◆ GIVEN DATA ◆
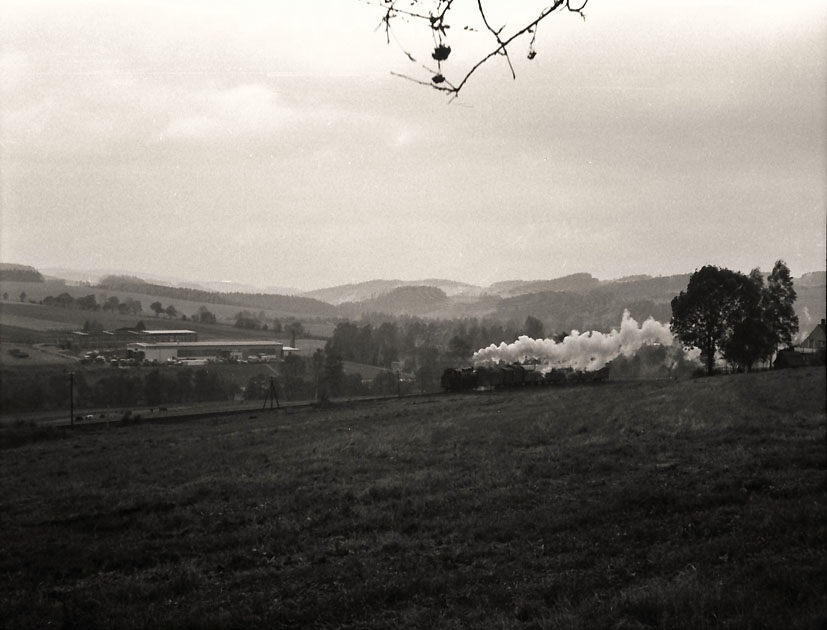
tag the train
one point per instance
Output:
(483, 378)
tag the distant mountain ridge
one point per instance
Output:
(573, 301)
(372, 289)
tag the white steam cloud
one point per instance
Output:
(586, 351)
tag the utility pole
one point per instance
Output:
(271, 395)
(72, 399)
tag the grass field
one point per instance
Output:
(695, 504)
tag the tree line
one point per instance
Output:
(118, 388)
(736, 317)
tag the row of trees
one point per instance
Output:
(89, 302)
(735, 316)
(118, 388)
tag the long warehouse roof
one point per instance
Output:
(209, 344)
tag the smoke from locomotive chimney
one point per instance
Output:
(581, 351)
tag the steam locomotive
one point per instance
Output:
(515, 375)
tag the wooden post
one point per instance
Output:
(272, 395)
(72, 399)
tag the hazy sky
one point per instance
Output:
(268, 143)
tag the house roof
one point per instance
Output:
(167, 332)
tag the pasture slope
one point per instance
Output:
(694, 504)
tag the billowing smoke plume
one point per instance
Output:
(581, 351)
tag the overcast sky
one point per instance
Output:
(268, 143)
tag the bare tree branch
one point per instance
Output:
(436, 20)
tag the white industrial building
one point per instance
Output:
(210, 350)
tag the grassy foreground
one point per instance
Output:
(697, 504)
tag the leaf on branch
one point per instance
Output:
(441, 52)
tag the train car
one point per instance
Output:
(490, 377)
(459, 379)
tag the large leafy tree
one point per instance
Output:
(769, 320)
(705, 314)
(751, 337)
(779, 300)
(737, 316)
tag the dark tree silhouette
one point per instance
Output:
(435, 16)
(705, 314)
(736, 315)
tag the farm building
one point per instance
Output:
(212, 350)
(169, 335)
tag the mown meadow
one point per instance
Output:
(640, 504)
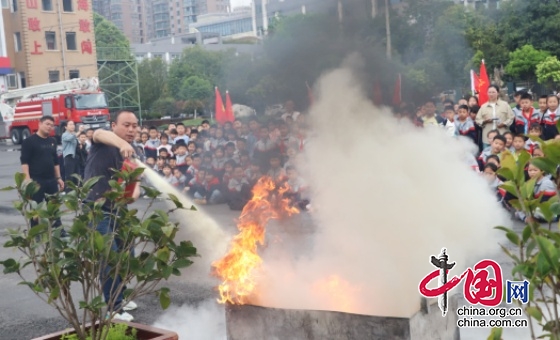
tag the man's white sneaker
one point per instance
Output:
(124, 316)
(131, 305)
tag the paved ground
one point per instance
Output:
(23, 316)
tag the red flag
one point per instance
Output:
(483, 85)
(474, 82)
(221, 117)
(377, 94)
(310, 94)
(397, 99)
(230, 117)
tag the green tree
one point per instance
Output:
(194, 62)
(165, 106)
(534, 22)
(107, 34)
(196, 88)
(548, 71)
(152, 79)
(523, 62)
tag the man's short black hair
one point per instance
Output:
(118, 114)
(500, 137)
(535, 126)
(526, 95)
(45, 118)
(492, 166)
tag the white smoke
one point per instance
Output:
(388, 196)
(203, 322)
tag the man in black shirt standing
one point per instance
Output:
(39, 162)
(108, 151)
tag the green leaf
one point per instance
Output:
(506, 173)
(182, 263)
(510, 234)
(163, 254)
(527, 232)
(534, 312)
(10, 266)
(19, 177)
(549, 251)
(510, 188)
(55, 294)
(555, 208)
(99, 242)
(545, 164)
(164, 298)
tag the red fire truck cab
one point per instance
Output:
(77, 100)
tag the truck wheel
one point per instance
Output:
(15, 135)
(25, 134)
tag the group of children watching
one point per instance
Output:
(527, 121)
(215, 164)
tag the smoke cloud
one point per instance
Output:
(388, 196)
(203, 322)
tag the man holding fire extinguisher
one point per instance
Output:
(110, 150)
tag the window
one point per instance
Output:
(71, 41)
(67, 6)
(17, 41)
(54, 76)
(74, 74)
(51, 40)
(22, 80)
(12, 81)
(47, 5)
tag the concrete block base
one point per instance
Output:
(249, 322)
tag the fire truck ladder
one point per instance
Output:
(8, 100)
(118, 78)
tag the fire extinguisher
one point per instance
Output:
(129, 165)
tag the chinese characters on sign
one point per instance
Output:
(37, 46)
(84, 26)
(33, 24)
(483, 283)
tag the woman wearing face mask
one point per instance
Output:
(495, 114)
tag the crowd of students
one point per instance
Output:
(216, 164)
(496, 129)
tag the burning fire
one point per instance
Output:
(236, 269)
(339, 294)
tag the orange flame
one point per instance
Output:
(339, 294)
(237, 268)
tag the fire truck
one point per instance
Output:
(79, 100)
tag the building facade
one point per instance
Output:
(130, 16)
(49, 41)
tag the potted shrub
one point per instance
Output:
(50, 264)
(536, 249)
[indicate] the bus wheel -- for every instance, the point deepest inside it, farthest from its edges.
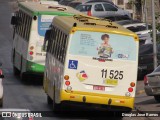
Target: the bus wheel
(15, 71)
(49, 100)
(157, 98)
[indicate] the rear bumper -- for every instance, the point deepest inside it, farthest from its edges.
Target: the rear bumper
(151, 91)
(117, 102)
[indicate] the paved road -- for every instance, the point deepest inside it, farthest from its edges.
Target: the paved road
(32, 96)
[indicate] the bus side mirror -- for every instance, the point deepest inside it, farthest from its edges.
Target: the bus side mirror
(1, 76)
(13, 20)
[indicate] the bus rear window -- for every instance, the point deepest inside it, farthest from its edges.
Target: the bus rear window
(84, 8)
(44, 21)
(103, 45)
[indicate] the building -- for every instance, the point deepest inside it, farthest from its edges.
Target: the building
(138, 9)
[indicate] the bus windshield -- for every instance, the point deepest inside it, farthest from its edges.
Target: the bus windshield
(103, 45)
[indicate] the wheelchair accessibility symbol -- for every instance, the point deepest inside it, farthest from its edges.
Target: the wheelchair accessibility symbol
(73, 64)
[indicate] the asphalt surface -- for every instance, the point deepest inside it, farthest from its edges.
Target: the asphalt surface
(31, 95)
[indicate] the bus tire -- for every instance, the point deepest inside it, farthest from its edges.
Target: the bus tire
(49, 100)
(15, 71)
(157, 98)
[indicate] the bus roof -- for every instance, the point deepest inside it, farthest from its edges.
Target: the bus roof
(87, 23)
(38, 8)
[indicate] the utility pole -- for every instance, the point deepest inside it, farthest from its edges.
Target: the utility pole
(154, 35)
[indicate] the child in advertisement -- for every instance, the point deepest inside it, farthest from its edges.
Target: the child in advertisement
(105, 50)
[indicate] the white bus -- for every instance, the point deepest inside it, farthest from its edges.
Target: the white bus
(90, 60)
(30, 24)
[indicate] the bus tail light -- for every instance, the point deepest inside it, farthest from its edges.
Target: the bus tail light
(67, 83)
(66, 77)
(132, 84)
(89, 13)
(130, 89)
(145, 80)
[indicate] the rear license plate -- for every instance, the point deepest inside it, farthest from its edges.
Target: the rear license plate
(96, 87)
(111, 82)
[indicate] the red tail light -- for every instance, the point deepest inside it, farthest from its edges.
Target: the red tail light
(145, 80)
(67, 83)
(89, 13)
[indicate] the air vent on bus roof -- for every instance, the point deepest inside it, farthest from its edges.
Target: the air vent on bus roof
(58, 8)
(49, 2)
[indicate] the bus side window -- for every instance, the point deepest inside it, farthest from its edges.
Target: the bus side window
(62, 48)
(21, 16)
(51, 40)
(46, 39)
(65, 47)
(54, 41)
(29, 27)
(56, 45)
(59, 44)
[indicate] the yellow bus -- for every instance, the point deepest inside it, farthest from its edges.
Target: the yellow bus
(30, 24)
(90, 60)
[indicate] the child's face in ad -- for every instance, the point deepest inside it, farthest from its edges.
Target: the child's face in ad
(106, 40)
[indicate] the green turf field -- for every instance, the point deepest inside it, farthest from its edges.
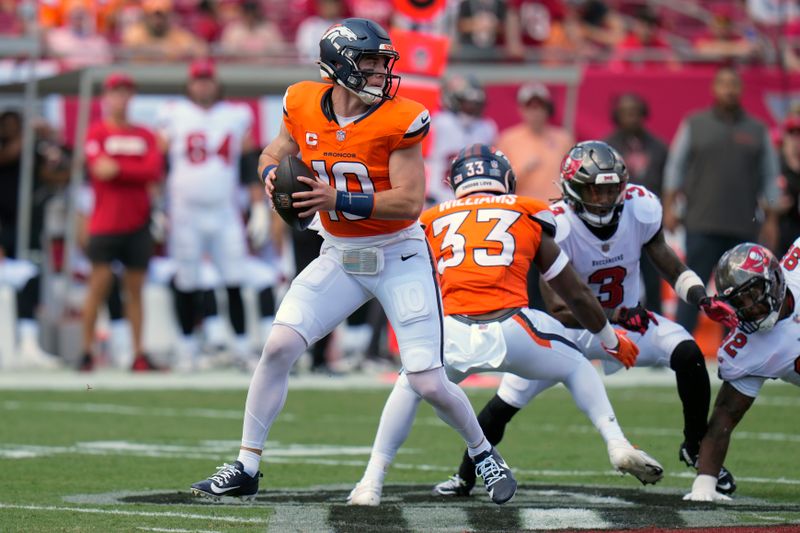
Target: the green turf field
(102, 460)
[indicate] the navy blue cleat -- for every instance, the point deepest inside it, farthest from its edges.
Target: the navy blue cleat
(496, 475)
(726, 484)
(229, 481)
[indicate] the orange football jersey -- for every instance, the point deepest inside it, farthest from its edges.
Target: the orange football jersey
--
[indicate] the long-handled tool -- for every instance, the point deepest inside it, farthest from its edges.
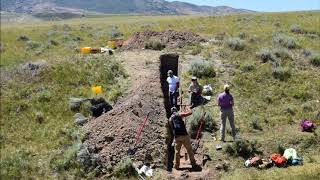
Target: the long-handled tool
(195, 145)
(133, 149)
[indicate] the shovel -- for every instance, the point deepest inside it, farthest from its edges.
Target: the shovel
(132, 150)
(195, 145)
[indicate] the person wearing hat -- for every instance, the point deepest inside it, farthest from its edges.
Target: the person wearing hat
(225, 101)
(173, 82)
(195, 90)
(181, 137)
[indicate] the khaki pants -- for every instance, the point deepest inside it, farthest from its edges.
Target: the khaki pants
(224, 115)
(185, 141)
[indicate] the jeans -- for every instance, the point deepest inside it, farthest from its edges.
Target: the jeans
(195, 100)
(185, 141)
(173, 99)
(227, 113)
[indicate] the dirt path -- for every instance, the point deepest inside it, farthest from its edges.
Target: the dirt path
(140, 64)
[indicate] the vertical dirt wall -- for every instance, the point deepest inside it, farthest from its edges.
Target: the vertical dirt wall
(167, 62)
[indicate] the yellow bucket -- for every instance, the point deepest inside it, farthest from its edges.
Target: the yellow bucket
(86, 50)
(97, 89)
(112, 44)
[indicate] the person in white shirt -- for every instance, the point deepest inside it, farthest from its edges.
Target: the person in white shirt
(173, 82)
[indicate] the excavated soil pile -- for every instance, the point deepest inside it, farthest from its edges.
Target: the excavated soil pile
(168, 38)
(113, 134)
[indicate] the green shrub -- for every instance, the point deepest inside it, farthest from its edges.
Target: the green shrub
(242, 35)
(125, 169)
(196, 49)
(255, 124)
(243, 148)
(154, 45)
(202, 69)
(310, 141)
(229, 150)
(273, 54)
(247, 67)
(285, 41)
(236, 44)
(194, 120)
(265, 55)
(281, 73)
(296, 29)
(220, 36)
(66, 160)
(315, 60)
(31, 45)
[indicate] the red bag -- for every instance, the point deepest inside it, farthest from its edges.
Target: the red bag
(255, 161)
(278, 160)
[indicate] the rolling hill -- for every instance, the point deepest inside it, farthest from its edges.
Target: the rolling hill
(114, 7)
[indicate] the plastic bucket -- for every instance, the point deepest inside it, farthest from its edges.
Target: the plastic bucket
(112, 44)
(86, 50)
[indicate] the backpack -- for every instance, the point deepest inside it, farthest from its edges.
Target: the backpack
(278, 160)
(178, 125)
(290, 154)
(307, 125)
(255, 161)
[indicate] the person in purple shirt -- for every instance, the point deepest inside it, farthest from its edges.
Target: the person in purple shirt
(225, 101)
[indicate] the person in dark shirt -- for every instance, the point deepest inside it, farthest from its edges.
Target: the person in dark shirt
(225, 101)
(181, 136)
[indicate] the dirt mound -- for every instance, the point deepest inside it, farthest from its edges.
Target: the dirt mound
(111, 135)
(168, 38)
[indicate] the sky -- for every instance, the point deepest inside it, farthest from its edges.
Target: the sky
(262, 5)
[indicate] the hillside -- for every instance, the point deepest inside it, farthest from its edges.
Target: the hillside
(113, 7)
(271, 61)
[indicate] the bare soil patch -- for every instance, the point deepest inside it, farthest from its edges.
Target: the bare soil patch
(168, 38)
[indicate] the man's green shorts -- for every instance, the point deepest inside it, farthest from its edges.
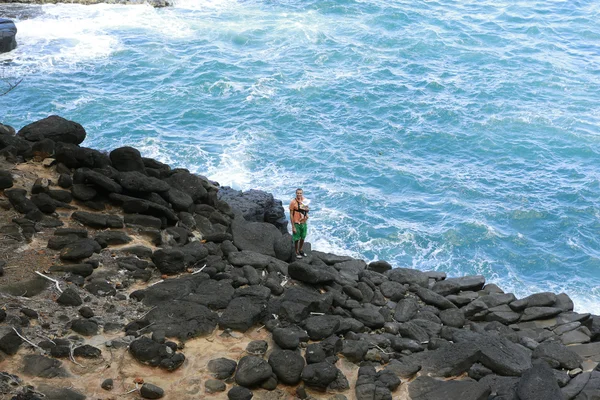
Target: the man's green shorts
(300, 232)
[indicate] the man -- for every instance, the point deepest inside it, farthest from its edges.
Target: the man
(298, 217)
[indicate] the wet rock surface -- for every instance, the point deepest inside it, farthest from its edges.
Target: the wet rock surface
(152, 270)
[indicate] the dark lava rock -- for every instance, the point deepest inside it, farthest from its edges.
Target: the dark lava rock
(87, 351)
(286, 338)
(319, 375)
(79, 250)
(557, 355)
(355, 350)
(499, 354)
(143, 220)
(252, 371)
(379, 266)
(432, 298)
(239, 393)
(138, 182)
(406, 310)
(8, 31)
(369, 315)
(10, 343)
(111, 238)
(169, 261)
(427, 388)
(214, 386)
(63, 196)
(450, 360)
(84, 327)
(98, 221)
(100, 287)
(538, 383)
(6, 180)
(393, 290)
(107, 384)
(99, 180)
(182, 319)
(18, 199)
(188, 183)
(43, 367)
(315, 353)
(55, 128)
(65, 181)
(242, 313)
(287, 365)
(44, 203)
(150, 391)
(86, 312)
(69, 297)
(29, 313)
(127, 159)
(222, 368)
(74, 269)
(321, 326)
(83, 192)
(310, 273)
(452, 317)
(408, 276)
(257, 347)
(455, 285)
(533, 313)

◆ INSTRUCTIONS TO FOLLOW ◆
Find every line in the records above that holds the word "pants" and copy each one. Case counts.

◆ EXERCISE RESPONSE ◆
[indicate] the khaki pants -- for every instance, the point deepest inside it, farthest from its edges.
Target: the khaki pants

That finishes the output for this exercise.